TASK GOAL: Write each entry down again precisely, skipping nothing.

◆ ◆ ◆ ◆ ◆ ◆ ◆

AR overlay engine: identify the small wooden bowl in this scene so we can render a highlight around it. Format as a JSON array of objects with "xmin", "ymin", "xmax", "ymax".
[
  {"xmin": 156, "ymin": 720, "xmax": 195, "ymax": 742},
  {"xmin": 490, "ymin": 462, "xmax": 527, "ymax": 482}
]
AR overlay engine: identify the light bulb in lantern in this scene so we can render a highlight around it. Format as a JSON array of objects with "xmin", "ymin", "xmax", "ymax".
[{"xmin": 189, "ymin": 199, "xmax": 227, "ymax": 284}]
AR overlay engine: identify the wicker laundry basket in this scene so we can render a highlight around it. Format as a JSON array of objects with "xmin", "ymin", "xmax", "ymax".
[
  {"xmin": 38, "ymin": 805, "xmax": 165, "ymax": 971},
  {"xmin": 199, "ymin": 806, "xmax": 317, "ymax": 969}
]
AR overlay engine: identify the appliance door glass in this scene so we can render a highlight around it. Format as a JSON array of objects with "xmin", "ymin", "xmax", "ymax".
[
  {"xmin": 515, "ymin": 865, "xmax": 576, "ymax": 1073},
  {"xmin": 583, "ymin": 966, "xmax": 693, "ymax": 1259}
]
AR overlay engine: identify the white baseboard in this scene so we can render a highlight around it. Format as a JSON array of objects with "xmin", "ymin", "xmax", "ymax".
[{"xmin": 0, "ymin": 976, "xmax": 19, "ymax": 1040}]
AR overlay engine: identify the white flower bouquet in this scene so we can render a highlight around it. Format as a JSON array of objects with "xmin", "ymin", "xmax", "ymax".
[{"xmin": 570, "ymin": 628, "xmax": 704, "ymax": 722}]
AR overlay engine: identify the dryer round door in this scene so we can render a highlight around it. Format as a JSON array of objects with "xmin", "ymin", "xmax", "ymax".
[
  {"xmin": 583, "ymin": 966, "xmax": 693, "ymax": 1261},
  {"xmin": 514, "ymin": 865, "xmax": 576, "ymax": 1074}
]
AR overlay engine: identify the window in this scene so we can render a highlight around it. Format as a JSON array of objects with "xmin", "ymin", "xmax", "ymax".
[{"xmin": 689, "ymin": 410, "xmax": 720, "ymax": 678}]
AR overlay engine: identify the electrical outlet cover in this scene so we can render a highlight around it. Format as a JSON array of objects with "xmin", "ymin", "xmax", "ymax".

◆ ◆ ◆ ◆ ◆ ◆ ◆

SOLUTION TO THIS PROBLEM:
AR overlay engine: identify the small wooden bowl in this scene so we can render a highlight around it. Format as a JSON array of objects with "xmin", "ymin", "xmax", "ymax".
[
  {"xmin": 156, "ymin": 720, "xmax": 195, "ymax": 742},
  {"xmin": 490, "ymin": 462, "xmax": 527, "ymax": 482}
]
AR overlay engine: identify the light bulb in lantern in this scene so we can render a highlight around it. Format as a JSON array of objects with "xmin", "ymin", "xmax", "ymax".
[{"xmin": 189, "ymin": 199, "xmax": 227, "ymax": 284}]
AR overlay engine: identify the wicker laundry basket in this scene so we can render a highlight around it. Format as a JSON array of objects with "xmin", "ymin", "xmax", "ymax".
[
  {"xmin": 38, "ymin": 805, "xmax": 165, "ymax": 971},
  {"xmin": 199, "ymin": 806, "xmax": 317, "ymax": 969}
]
AR overlay engine: identify the appliance door glass in this scene so we can render a highlight around it. Format as a JSON array of objects with "xmin", "ymin", "xmax", "ymax".
[
  {"xmin": 515, "ymin": 865, "xmax": 576, "ymax": 1073},
  {"xmin": 583, "ymin": 966, "xmax": 693, "ymax": 1259}
]
AR overlay engine: identify the white baseboard in this scene so we can render a highlight around it. Format as a JSON array of objects with "xmin", "ymin", "xmax", "ymax".
[{"xmin": 0, "ymin": 976, "xmax": 19, "ymax": 1040}]
AR overlay engine: identify the white flower bouquet in this scene so we can render a highlight around it. Format as a JSON array of objects with "xmin", "ymin", "xmax", "ymax".
[{"xmin": 570, "ymin": 628, "xmax": 704, "ymax": 722}]
AR overlay engine: identify the dryer round door in this scene so we can render a highlight around it. Format as a JSON array of objects with "xmin", "ymin", "xmax", "ymax".
[
  {"xmin": 583, "ymin": 966, "xmax": 693, "ymax": 1261},
  {"xmin": 514, "ymin": 865, "xmax": 576, "ymax": 1074}
]
AR overlay engine: identify the window in this scene so we can render a highlight around it. Format as a JSON array of objects with "xmin", "ymin", "xmax", "ymax".
[{"xmin": 689, "ymin": 410, "xmax": 720, "ymax": 678}]
AR overlay engine: identify the electrical outlet cover in this scene so we can render a highlight around it. Format as a JSON array of objects with "xmin", "ymin", "xmax", "ymax".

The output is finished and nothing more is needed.